Cinco artículos del escritor colombiano sobre los prodigios y costumbres de los barberos en sus lugares de trabajo.
Contar la vida y las costumbres de los barberos fue una de las obsesiones de Gabriel García Márquez. Para el escritor y periodista colombiano, las barberías eran una institución fundamental en los pueblos, lugares en donde se libraban discusiones filosóficas y se llevaban a cabo ociosas partidas de damas o dominó. Allí se encontraban las figuras más destacadas del poder político con aquellas que no lo eran tanto, y todas tenían voz y voto.
La peluquería de La mala hora es un buen ejemplo de esto. Por sus asientos transitan los personajes centrales de la trama y a través de los diálogos que estos sostienen con el barbero, el lector se adentra en el ambiente político planteado por la novela. Diálogos políticos, sí, aunque en la pared del fondo haya clavado un aviso que dice: “Prohibido hablar de política”.
En el Centro Gabo hemos seleccionado cinco notas de prensa de Gabriel García Márquez sobre las barberías y sus barberos. Las compartimos contigo:
Fue uno de sus primeros artículos en torno los barberos. Lo publicó en El Heraldo de Barranquilla el 16 de marzo de 1950, en ese icónico espacio que bautizó “La Jirafa” y en el que escribió bajo el seudónimo de Septimus (en honor al personaje de La señora Dalloway, de Virginia Woolf). El texto se pregunta por el barbero del entonces presidente Mariano Ospina Pérez y por las conversaciones que sostiene con el mandatario colombiano.

> [Qué harás]:
1. Reproduce sin cambios el pasaje del texto acerca de los barberos que va de "Cinco artículos del" a "voz y voto.".
2. Contesta con lo que dice el texto acerca de los barberos:
(a) ¿En qué periódico se publicó el artículo del 16 de marzo de 1950?
(b) ¿Qué dice el aviso clavado en la pared del fondo de la peluquería de La mala hora?
(c) ¿Cuántas notas de prensa seleccionó el Centro Gabo?

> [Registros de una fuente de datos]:
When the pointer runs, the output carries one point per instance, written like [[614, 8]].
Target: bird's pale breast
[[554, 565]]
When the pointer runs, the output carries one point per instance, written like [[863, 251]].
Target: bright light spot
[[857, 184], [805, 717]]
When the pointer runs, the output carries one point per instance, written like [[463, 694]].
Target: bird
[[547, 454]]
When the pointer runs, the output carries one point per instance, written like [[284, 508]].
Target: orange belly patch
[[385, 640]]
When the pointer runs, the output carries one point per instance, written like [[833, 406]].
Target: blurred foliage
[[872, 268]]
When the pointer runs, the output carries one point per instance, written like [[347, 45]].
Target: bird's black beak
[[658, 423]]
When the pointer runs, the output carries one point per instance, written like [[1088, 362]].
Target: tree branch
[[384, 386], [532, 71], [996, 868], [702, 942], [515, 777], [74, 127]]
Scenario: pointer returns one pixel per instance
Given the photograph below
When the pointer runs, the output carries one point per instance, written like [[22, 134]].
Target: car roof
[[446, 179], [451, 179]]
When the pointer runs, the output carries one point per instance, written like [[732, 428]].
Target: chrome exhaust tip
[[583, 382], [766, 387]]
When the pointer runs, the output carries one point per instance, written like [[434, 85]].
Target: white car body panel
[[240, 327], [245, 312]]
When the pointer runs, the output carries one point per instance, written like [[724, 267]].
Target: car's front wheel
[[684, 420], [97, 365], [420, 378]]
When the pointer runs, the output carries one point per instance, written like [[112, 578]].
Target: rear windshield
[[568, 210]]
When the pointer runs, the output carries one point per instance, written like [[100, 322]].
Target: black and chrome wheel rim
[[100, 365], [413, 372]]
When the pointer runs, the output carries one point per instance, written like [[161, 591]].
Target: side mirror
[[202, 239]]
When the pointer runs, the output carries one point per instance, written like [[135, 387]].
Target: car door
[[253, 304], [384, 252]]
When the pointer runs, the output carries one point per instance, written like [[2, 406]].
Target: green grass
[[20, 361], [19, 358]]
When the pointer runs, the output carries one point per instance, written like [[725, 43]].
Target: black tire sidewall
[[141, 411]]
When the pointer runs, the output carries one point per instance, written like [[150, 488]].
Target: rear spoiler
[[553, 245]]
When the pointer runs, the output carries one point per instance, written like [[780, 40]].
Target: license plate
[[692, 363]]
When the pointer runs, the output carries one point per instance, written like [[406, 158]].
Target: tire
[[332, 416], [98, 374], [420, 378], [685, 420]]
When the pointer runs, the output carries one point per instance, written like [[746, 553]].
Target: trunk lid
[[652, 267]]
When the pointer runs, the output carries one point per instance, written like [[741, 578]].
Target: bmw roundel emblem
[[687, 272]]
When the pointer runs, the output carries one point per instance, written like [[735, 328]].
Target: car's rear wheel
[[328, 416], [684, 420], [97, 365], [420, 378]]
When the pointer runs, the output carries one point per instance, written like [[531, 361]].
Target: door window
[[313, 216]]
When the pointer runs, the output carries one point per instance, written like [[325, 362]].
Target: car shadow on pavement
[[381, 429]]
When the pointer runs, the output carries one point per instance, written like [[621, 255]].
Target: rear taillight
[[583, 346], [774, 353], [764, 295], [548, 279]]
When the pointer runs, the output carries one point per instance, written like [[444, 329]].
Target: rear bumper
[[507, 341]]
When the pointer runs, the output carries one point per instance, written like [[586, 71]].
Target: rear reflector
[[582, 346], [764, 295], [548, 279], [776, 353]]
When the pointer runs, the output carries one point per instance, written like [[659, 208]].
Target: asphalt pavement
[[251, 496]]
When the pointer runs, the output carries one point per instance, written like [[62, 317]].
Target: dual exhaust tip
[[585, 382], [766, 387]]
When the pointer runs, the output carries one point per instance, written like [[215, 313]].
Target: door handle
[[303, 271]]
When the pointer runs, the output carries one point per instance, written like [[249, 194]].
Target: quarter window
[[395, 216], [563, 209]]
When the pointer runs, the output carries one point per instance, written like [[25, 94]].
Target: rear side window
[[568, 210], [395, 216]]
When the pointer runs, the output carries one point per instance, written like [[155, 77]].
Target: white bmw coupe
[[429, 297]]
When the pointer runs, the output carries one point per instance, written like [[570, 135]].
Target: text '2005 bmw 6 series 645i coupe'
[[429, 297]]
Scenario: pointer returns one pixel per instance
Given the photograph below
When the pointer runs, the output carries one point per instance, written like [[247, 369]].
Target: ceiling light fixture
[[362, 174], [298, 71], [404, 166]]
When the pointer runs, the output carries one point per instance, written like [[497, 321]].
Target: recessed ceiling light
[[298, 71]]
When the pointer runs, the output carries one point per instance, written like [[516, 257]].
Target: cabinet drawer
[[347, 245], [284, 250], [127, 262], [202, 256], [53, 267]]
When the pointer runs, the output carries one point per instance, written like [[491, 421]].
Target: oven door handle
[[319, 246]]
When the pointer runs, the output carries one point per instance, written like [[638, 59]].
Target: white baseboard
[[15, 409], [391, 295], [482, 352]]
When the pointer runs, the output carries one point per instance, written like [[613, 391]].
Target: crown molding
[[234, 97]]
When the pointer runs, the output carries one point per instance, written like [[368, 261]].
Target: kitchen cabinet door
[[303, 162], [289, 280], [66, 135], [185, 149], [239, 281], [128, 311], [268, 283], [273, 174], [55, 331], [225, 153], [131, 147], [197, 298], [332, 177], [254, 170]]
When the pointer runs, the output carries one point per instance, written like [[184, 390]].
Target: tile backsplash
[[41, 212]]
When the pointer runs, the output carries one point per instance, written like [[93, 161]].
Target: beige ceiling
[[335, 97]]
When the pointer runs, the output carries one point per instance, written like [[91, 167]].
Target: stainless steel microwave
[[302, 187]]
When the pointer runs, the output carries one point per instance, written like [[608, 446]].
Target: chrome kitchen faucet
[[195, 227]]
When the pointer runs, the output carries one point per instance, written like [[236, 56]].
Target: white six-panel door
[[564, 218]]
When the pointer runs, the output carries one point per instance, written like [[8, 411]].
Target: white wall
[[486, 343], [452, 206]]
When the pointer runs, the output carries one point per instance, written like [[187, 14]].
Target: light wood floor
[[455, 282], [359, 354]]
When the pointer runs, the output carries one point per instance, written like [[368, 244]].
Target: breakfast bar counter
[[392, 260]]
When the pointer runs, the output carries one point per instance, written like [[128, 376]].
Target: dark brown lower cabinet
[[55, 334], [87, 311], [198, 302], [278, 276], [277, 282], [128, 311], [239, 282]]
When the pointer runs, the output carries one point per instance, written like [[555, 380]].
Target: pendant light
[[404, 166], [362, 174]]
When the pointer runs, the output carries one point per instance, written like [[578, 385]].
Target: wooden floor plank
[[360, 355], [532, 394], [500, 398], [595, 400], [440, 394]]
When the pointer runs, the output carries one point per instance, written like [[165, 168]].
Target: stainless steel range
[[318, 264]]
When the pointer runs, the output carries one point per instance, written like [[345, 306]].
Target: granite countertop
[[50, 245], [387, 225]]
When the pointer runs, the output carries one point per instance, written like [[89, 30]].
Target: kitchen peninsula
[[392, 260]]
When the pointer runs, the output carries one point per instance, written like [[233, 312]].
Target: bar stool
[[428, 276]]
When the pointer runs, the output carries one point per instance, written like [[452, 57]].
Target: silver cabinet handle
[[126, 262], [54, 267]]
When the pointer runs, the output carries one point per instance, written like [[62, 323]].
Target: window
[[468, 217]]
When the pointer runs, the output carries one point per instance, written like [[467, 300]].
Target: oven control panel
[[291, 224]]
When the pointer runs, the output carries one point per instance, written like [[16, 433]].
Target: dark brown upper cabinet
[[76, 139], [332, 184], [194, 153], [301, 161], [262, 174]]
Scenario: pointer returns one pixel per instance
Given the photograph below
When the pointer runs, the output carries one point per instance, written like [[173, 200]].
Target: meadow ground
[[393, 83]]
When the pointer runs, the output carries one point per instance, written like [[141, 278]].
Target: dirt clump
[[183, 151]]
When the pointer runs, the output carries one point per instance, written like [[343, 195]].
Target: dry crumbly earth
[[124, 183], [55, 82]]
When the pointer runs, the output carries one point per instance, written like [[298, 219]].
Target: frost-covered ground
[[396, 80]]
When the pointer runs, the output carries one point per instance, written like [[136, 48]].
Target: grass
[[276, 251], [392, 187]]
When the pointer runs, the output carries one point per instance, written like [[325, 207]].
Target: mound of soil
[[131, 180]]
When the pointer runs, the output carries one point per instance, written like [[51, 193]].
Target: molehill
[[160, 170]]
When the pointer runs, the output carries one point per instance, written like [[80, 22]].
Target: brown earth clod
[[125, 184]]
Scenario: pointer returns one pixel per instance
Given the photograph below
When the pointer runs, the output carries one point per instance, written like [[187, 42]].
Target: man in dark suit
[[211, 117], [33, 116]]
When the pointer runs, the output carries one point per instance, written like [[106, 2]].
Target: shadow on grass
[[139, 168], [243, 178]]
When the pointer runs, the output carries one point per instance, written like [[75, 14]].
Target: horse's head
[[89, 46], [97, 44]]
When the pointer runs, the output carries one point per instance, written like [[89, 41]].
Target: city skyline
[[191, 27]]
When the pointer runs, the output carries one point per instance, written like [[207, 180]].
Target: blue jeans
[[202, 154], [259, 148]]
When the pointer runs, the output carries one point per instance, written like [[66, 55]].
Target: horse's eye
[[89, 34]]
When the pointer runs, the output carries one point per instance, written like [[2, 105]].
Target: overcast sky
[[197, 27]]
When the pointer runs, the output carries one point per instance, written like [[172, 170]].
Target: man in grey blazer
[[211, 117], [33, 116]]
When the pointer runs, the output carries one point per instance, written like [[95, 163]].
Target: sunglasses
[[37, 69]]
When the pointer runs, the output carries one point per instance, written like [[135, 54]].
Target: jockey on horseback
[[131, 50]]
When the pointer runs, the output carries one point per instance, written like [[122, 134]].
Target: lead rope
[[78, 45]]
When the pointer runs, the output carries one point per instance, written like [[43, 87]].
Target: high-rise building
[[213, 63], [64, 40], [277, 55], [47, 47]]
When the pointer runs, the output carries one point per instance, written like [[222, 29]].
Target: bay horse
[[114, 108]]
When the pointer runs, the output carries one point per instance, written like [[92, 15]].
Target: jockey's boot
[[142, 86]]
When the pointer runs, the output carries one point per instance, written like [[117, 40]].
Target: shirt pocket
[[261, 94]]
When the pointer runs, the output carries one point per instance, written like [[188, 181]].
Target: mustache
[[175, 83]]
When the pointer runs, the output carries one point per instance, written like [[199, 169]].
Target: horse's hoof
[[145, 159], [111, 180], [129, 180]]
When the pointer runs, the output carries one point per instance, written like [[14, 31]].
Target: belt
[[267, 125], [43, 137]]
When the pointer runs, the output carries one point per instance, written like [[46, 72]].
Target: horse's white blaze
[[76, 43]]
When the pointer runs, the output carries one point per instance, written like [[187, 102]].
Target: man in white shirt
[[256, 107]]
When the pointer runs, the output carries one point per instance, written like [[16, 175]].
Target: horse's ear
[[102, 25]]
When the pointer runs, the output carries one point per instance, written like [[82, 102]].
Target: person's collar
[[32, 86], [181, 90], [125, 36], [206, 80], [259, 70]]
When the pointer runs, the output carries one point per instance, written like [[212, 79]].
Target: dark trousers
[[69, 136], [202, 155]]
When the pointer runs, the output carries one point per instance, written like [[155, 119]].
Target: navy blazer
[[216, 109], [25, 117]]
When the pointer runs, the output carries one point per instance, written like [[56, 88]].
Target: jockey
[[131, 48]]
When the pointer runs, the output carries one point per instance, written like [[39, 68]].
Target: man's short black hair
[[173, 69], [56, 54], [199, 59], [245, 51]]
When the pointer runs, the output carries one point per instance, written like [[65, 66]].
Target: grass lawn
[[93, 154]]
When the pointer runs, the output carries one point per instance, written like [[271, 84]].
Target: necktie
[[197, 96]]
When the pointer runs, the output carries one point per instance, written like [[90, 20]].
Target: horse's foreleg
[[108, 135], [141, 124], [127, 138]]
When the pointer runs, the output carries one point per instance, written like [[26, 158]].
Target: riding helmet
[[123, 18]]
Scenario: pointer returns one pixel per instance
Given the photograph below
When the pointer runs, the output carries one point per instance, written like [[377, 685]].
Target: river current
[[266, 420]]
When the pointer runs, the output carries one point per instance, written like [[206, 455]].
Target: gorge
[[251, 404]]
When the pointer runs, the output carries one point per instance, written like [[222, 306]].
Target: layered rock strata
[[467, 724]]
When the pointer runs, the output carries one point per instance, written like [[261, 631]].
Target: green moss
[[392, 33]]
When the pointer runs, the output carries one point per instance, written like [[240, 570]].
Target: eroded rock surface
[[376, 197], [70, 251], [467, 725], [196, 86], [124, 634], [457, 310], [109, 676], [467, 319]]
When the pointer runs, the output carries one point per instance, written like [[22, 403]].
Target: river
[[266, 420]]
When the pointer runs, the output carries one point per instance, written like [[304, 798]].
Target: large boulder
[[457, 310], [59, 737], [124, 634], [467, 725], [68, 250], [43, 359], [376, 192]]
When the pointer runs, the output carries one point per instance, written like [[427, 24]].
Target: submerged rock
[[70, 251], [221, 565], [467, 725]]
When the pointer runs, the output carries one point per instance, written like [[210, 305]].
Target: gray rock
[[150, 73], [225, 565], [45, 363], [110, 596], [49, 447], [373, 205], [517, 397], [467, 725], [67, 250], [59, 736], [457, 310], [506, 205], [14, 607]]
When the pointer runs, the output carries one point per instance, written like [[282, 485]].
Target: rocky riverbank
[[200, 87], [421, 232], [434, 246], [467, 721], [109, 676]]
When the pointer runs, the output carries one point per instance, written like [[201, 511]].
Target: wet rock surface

> [Resultados por tarea]:
1.
Cinco artículos del escritor colombiano sobre los prodigios y costumbres de los barberos en sus lugares de trabajo.
Contar la vida y las costumbres de los barberos fue una de las obsesiones de Gabriel García Márquez. Para el escritor y periodista colombiano, las barberías eran una institución fundamental en los pueblos, lugares en donde se libraban discusiones filosóficas y se llevaban a cabo ociosas partidas de damas o dominó. Allí se encontraban las figuras más destacadas del poder político con aquellas que no lo eran tanto, y todas tenían voz y voto.

2.
(a) En El Heraldo de Barranquilla.
(b) "Prohibido hablar de política".
(c) Cinco.